Task instructions :: Transcribe every line exactly and omit anything that is a picture.

Entries provided ::
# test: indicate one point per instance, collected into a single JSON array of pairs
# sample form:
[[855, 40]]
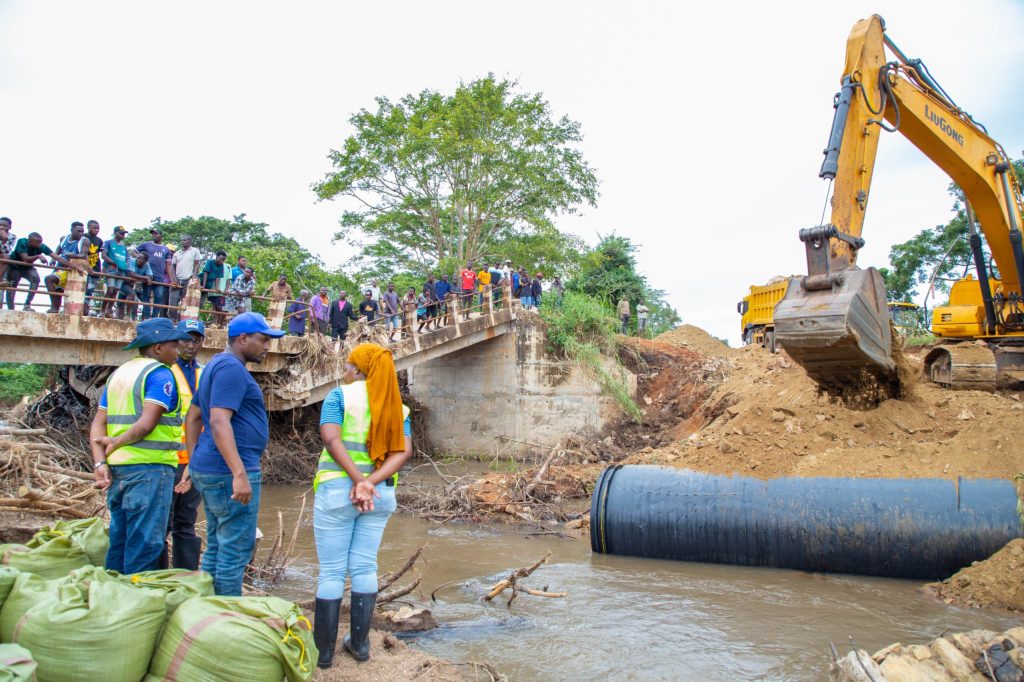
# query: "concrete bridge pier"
[[509, 395]]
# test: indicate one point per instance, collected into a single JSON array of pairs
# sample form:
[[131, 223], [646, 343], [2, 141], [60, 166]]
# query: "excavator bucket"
[[839, 334]]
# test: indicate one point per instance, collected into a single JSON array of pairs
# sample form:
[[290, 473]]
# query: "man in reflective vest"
[[184, 504], [135, 437]]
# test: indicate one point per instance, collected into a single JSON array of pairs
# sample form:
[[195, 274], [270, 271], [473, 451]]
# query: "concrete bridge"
[[297, 372], [486, 381]]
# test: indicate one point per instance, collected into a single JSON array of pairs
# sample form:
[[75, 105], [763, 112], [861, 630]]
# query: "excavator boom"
[[835, 321]]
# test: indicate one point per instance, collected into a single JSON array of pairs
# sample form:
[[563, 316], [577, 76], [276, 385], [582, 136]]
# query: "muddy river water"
[[632, 619]]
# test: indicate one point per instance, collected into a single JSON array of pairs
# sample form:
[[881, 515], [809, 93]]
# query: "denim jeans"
[[139, 500], [347, 540], [230, 529]]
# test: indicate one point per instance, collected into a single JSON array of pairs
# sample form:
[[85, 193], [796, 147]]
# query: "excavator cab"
[[835, 323]]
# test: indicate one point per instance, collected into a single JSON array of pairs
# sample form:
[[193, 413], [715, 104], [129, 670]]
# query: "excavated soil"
[[995, 583], [768, 419]]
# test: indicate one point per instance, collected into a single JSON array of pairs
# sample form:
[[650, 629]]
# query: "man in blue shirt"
[[226, 431]]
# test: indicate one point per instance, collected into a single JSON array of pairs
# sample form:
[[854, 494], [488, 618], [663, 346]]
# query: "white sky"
[[706, 125]]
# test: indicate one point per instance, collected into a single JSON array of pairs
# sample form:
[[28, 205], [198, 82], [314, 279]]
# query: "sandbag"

Output of the exercise ::
# test: indicate one point per instance, collected into a single JSON array of pairs
# sample form:
[[855, 40]]
# query: "concrete bridge pier"
[[509, 395]]
# test: indicate one point per instance, collected into a single JSON array of pairs
# sample form:
[[131, 223], [646, 343], [2, 141], [60, 166]]
# query: "excavator bucket"
[[839, 334]]
# test: indicate one point per instance, collected into a single JSON array of pairs
# sample form:
[[290, 473]]
# query: "man in reflective vest"
[[184, 504], [135, 437]]
# test: indicate one point per instance, collected into a single JSON array of pairs
# sample form:
[[195, 274], [270, 271], [473, 451]]
# query: "concrete bridge"
[[297, 372], [486, 381]]
# test: indicate one point per instance, collected into a single JSON array of pairs
# sample form:
[[75, 105], [763, 112], [861, 630]]
# query: "excavator boom"
[[835, 321]]
# test: indicate one point per instance, collected into a single JSON array of pairs
# sample form:
[[563, 316], [577, 76], [276, 385], [582, 136]]
# query: "muddy river water"
[[632, 619]]
# test: indicate one point per instance, collected into a single JSON array of pairs
# sample form:
[[881, 515], [809, 93]]
# query: "denim jeans"
[[139, 500], [347, 540], [230, 529]]
# test: indicate one point per instance, collected into a single JSON array of pairs
# sample form:
[[85, 193], [796, 147]]
# query: "excavator cab"
[[835, 323]]
# test: indicate one point per instance, collected into a single JSON array of pairs
# sample form:
[[193, 413], [715, 104], [129, 670]]
# query: "excavated soil"
[[995, 583], [768, 419]]
# test: indicate one point per instance, collected into a single JSON array of pairs
# sample form:
[[650, 629]]
# query: "man in blue shirt"
[[226, 431]]
# test: indicate one point per instance, collected into a single JSON array of pairs
# sample form:
[[854, 494], [488, 618], [663, 346]]
# query: "white sky"
[[706, 125]]
# test: indicate one point per instance, collected into a single JSON array of pairs
# sample form:
[[28, 205], [198, 82], [314, 279]]
# query: "sandbag"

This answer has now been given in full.